● Short problem 1
Lay out every line of the records as a Markdown table with the columns n and Line, numbering each row and leaving out blank lines. Omit the pictures.

● Source extract
━━━━━━━━

Here are some of Sasha's photos from her Teddy Bear days. Her body was clipped using a #4FC blade wherelse the head, face and legs were scissored. Her feet weren't shaved but I clipped the hair from under her paws, belly area was done with a #10 blade.

Teddy bear clip requires more maintenance. I had to trim her face practically every week to avoid having hair in her eyes and by trimming the face I ended up trimming the entire head because they were all connected so it was a lot of work. But it is a very cute clip, just a lot of work to upkeep not to mention wiping her face everyday.

After the teddy bear, if you ever should decide to go with the poodle look, shaved muzzle and feet like I did, you'll find all of a sudden your life is so much easier :lol: 

Good luck!


----------



## minister man

Well, Maybe I need a differn't Idea for which clip to do! As adorable as your dog looks, that is not what I 'thought a teddy bear clip looked like. I thought a teddy bear clip was a clip that kept the hair all one lenght about an inch long. What attracted me to that clip was a video that said that it was accomplished with siscors, which meant not buying clippers. But if I have to buy clippers anyway, then maybe it is a pet clip that I want. I will have to wait until my book comes to see the differnt ones!:ahhhhh: 

I want a clip that needs the leasts amount of maintance, easiest one to clip, and makes my pet look like something presentable to take out. I may have to create my own clip, and simply call it a hair cut who knows!

━━━━━━━━

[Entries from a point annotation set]
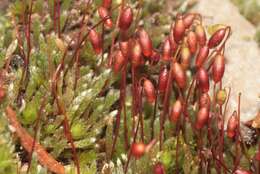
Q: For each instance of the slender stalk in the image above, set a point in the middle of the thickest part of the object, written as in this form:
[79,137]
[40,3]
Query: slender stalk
[121,105]
[130,151]
[154,114]
[36,128]
[238,141]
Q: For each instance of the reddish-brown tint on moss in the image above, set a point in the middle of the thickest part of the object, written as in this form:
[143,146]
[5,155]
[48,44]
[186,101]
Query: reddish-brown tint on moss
[203,80]
[136,53]
[126,18]
[192,42]
[149,91]
[185,57]
[119,61]
[204,100]
[145,42]
[218,68]
[202,56]
[178,30]
[107,3]
[138,149]
[167,52]
[217,38]
[188,19]
[176,111]
[202,117]
[179,75]
[232,125]
[96,41]
[103,13]
[124,47]
[201,35]
[163,78]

━━━━━━━━

● Short problem 2
In the grooming thread, which parts of Sasha were scissored rather than clipped?

● Final answer 1
| n | Line |
|---|---|
| 1 | Q: For each instance of the slender stalk in the image above, set a point in the middle of the thickest part of the object, written as in this form: |
| 2 | [79,137] |
| 3 | [40,3] |
| 4 | Query: slender stalk |
| 5 | [121,105] |
| 6 | [130,151] |
| 7 | [154,114] |
| 8 | [36,128] |
| 9 | [238,141] |
| 10 | Q: For each instance of the reddish-brown tint on moss in the image above, set a point in the middle of the thickest part of the object, written as in this form: |
| 11 | [143,146] |
| 12 | [5,155] |
| 13 | [48,44] |
| 14 | [186,101] |
| 15 | Query: reddish-brown tint on moss |
| 16 | [203,80] |
| 17 | [136,53] |
| 18 | [126,18] |
| 19 | [192,42] |
| 20 | [149,91] |
| 21 | [185,57] |
| 22 | [119,61] |
| 23 | [204,100] |
| 24 | [145,42] |
| 25 | [218,68] |
| 26 | [202,56] |
| 27 | [178,30] |
| 28 | [107,3] |
| 29 | [138,149] |
| 30 | [167,52] |
| 31 | [217,38] |
| 32 | [188,19] |
| 33 | [176,111] |
| 34 | [202,117] |
| 35 | [179,75] |
| 36 | [232,125] |
| 37 | [96,41] |
| 38 | [103,13] |
| 39 | [124,47] |
| 40 | [201,35] |
| 41 | [163,78] |

● Final answer 2
- Head
- Face
- Legs